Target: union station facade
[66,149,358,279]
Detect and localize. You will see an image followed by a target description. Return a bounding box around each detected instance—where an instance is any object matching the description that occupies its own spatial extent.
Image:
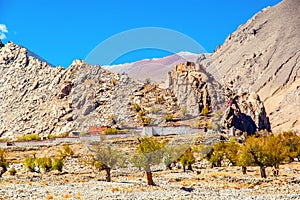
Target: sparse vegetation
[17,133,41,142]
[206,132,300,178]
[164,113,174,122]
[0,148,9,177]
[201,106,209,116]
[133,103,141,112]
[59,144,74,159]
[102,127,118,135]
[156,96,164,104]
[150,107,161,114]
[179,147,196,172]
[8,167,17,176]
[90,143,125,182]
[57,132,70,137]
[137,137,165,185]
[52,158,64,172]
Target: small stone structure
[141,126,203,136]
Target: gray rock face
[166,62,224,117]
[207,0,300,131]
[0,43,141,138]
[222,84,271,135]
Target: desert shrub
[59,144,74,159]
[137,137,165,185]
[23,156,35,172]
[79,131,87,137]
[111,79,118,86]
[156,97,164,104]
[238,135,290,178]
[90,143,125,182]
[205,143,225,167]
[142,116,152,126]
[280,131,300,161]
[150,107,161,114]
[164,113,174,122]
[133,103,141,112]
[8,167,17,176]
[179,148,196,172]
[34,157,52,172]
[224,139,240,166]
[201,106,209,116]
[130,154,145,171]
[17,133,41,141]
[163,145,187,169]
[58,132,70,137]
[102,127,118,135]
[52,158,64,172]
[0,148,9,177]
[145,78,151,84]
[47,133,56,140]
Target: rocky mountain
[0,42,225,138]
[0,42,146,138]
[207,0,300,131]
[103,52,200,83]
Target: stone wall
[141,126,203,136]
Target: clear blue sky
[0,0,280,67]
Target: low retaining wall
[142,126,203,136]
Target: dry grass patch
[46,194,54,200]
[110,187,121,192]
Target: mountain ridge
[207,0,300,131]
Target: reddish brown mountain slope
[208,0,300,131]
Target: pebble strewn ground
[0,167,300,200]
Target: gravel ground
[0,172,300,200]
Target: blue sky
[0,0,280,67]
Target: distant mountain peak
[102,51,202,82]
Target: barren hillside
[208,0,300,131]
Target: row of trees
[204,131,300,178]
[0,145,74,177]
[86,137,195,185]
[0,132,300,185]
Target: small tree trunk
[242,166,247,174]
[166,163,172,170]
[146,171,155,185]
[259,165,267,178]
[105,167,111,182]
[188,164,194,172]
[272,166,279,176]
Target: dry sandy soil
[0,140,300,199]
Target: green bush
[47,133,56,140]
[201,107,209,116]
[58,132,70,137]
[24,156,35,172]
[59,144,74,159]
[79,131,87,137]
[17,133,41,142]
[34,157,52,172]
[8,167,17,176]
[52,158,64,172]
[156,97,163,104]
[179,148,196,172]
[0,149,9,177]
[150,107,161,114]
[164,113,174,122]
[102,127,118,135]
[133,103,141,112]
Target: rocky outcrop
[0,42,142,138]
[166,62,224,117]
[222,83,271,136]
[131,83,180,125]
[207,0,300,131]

Exercise: Could you rewrite everything from the line containing "Target: dry grass patch" down to the last line above, keeping every line and moving each bounding box by adding 8 to all four of its coordinates?

Expected output:
Target: dry grass patch
[54,202,62,208]
[118,195,129,200]
Target: mountain ridge
[215,8,308,139]
Target: reddish brown mountain slope
[216,8,308,139]
Target: pebble strewn ground
[8,175,308,208]
Target: gravel ground
[8,180,308,208]
Target: blue sky
[8,8,288,75]
Target: distant mountain peak
[110,59,210,90]
Target: barren hillside
[216,8,308,139]
Target: row of trees
[212,139,308,186]
[8,153,82,185]
[94,145,203,193]
[8,140,308,193]
Target: small tree trunk
[250,174,255,182]
[174,171,180,178]
[154,179,163,193]
[267,173,275,186]
[113,175,119,190]
[196,172,202,180]
[280,174,287,184]
Target: dry sandy soil
[8,148,308,207]
Target: green bush
[55,141,64,148]
[209,115,217,124]
[66,140,78,145]
[32,164,43,180]
[67,152,82,167]
[87,139,95,145]
[25,141,49,150]
[42,165,60,180]
[16,175,25,184]
[60,166,72,180]
[164,105,171,112]
[187,156,204,180]
[8,157,17,185]
[158,115,169,122]
[172,121,182,130]
[110,135,126,143]
[141,111,149,120]
Target: rocky outcrop
[8,50,150,146]
[174,70,232,125]
[230,91,279,144]
[139,91,188,133]
[215,8,308,139]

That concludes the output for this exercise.